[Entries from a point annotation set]

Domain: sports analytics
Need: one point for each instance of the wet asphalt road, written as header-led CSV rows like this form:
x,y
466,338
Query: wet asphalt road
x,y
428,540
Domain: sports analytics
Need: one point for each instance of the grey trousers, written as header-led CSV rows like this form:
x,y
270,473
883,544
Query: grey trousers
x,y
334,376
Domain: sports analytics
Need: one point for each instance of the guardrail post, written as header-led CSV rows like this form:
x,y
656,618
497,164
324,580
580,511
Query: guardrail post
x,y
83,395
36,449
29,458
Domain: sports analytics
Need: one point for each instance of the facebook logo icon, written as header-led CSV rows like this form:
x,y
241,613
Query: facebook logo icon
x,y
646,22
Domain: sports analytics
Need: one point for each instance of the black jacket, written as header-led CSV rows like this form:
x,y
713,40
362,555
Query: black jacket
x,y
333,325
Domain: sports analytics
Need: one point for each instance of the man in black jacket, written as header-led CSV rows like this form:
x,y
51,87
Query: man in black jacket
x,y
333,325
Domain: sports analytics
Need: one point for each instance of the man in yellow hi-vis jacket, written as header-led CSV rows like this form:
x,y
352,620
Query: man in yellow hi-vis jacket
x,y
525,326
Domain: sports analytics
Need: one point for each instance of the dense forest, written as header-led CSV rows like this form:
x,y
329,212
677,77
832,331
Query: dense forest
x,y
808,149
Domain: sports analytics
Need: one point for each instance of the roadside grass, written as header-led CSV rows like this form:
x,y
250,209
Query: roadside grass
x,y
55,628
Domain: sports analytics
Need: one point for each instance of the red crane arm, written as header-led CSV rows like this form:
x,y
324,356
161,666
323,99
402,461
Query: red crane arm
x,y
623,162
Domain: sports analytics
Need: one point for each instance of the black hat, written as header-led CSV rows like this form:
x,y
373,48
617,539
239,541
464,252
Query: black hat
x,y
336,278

• [Short exercise]:
Copy all of the data. Keep every word exactly as it is.

• [Task output]:
Domain: sports analytics
Need: one point for each instance of the wet asphalt road, written as header-led CSV rows like this form:
x,y
466,338
Query: wet asphalt road
x,y
428,540
Domain: sports analytics
Need: one point for each instance of the grey trousers, written as header-led CSV rows like this form:
x,y
270,473
883,544
Query: grey trousers
x,y
334,376
Domain: sports analytics
Need: one point for each instance of the guardrail post, written as header-led CSV rows like this form:
x,y
656,618
497,164
324,580
580,511
Query: guardrail post
x,y
83,395
36,449
29,458
Domain: sports analytics
Need: one point for each instance of the facebook logo icon, written as header-led CSV rows like this form:
x,y
241,613
Query: facebook logo icon
x,y
646,22
Domain: sports analytics
Need: one point for each instance of the black jacket, written as header-led CSV rows like this form:
x,y
713,40
362,555
Query: black jacket
x,y
333,325
Domain: sports analytics
Need: one point for each instance of the man in black jacket, written as header-led CSV rows like this form:
x,y
51,87
Query: man in black jacket
x,y
333,325
Domain: sports analytics
Need: one point for each instance of the man in yellow hi-vis jacket, written as header-led CSV rows like this form:
x,y
352,620
Query: man in yellow hi-vis jacket
x,y
525,326
Domain: sports analytics
Need: one point for each instance of the dense forest, written as header-led CSV rows like this form:
x,y
329,212
677,77
832,331
Query: dense forest
x,y
808,149
Domain: sports analytics
Need: one point for each instance of the roadside grass, written as header-led CSV rows like this form:
x,y
250,209
Query: roadside grass
x,y
55,628
Domain: sports analytics
Need: one point for each instance of the red crane arm, written as header-led CSV rows like this form:
x,y
324,356
161,666
323,99
402,461
Query: red crane arm
x,y
623,162
Domain: sports analytics
Need: one point for each instance of the black hat, written as header-led CSV rows like this form:
x,y
373,48
617,539
239,541
464,252
Query: black hat
x,y
336,278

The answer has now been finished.